What you need to do =
Swap every "set a pin" in the items below for "place a marker" and reproduce them with nothing else changed, leaving out the pictures.

Provided records =
·····
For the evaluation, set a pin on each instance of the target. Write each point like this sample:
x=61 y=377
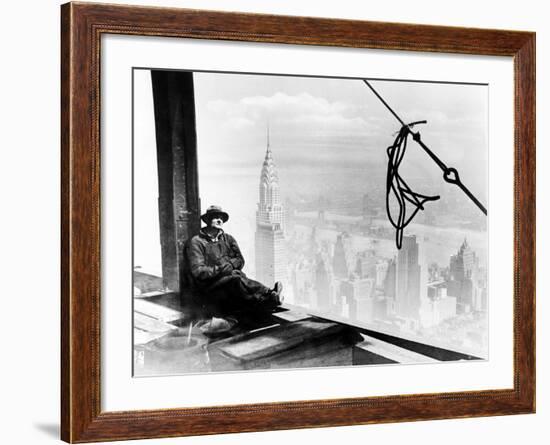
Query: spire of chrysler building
x=270 y=241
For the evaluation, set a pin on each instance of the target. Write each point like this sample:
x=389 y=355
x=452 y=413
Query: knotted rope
x=400 y=189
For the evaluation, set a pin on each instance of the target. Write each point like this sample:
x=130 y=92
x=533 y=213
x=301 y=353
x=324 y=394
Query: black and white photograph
x=285 y=222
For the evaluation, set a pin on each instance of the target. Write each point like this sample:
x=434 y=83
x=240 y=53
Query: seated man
x=215 y=265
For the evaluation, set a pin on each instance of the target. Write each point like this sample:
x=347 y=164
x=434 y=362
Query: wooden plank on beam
x=378 y=351
x=157 y=311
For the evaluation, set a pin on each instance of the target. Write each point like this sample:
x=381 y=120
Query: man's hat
x=214 y=211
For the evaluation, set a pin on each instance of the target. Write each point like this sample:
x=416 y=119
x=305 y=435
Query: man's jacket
x=210 y=260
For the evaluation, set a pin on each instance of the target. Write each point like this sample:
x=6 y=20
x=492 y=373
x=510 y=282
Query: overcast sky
x=326 y=134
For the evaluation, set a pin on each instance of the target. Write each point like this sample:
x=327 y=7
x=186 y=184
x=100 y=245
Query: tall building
x=462 y=273
x=323 y=283
x=340 y=260
x=408 y=279
x=271 y=262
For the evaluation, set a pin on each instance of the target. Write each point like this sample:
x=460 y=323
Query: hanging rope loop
x=399 y=189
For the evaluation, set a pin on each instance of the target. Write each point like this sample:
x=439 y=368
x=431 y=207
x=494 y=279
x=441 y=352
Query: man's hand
x=225 y=268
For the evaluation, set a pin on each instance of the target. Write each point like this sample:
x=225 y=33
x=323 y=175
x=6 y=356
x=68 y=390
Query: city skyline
x=304 y=181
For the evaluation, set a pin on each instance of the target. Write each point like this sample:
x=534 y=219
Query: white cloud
x=308 y=112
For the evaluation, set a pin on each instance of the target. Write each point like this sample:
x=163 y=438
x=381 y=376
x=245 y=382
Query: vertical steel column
x=174 y=105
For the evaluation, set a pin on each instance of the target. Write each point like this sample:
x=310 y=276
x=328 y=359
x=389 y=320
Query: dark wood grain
x=82 y=26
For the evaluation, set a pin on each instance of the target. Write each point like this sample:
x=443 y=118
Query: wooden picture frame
x=82 y=26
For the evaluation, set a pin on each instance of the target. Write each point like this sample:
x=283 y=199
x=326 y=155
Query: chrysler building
x=270 y=239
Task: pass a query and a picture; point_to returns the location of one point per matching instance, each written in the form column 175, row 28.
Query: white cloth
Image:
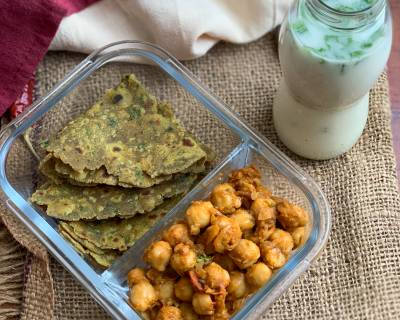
column 186, row 28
·····
Solution for this exercise =
For the evaluation, place a marker on each instance of the target. Write each point like this sample:
x=61 y=377
Query: spire of chrysler building
x=270 y=241
For the evaluation, place a marker on each instance of the target. Write each point like this sample:
x=389 y=355
x=452 y=413
Query: knotted rope
x=400 y=189
For the evaluation, place a marker on each instance of the target. Write each point like this sample:
x=130 y=92
x=533 y=213
x=301 y=353
x=324 y=394
Query: black and white photograph
x=285 y=222
For the evaluation, place a marker on each instance of the target. Write each point like this sample:
x=434 y=83
x=240 y=53
Query: seated man
x=215 y=265
For the evaluation, place a marker on each instance of the target. Write each point like this sample:
x=347 y=164
x=434 y=362
Query: wooden plank on beam
x=378 y=351
x=157 y=311
For the evaluation, place a marker on each instance of the target. Write each point like this sample:
x=381 y=120
Query: man's hat
x=214 y=211
For the evaluation, place a marker on each instance of the target. Write each point like this sample:
x=416 y=119
x=305 y=435
Query: man's jacket
x=210 y=260
For the evaluation, place a marker on each instance of the target. Write each point like this sample:
x=6 y=20
x=492 y=373
x=510 y=282
Query: overcast sky
x=326 y=134
For the evaluation, place a marker on each instance of the target. Write each point like this sample:
x=327 y=7
x=186 y=184
x=100 y=245
Query: tall building
x=462 y=273
x=323 y=283
x=340 y=260
x=408 y=279
x=271 y=262
For the evaluation, place a marker on each instance of the target. Write each point like this sample:
x=460 y=323
Query: hanging rope loop
x=399 y=189
For the evaluation, place a marker on each instance of the target. Write each point like this sample:
x=439 y=368
x=431 y=207
x=494 y=279
x=441 y=352
Query: man's hand
x=225 y=268
For the evaluation, place a marker on each instance of the target. Write each point like this sample:
x=225 y=33
x=323 y=175
x=6 y=356
x=68 y=390
Query: city skyline
x=304 y=181
For the evaluation, place a marker on each instance of the target. Write each point like this sample:
x=534 y=219
Query: white cloud
x=308 y=112
For the evaluation, place a marker on each instance of the target. Write each point like this sample:
x=163 y=438
x=381 y=376
x=245 y=382
Query: vertical steel column
x=174 y=105
For the evaluation, place a marker on each instance of the target. Write each point like this sample:
x=310 y=276
x=328 y=359
x=389 y=320
Query: dark wood grain
x=82 y=26
For the evaluation, place a marker on each instance of the target. Write each point like this sample:
x=443 y=118
Query: wooden picture frame
x=82 y=26
For the evaluation, place a marker on each instance of the target. Write each point like this sample:
x=283 y=199
x=326 y=155
Query: chrysler building
x=270 y=239
Task: pass a query and a picture; point_to returns the location of one point per matching instance, each written in the form column 175, row 28.
Query: white cloth
Image:
column 186, row 28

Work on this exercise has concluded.